Which lines in the rows below contain the string "instance"? Report each such line in full, with case counting in the match.

++++++

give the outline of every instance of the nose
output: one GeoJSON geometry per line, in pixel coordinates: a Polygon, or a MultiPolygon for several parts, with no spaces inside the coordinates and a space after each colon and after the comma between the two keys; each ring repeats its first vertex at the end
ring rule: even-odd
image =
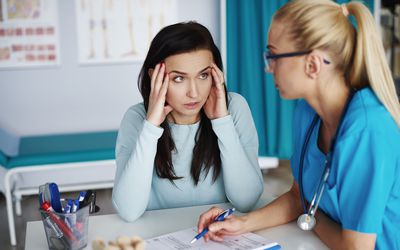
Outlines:
{"type": "Polygon", "coordinates": [[[196,98],[199,94],[199,91],[197,89],[197,84],[196,81],[191,80],[189,81],[189,87],[186,95],[190,98],[196,98]]]}

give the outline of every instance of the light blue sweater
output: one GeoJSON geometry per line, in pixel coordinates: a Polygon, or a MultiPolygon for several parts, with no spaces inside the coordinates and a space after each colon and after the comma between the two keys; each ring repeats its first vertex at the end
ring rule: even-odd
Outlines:
{"type": "Polygon", "coordinates": [[[194,138],[199,122],[191,125],[170,123],[177,151],[172,163],[182,179],[172,184],[154,170],[157,142],[163,129],[146,120],[143,103],[128,109],[118,133],[117,172],[112,194],[113,205],[127,221],[139,218],[145,210],[231,202],[239,211],[251,209],[263,192],[258,165],[258,138],[246,100],[228,95],[229,115],[211,121],[218,137],[222,171],[213,183],[212,171],[202,174],[197,186],[190,175],[194,138]]]}

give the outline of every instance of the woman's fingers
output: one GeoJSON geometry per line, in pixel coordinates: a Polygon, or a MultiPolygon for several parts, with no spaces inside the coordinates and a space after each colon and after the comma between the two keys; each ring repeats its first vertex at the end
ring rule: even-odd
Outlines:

++++++

> [Answer to this exercise]:
give the outline of every instance of the nose
give the outline of every instance of the light blue sweater
give the outline of every instance of the woman's fingers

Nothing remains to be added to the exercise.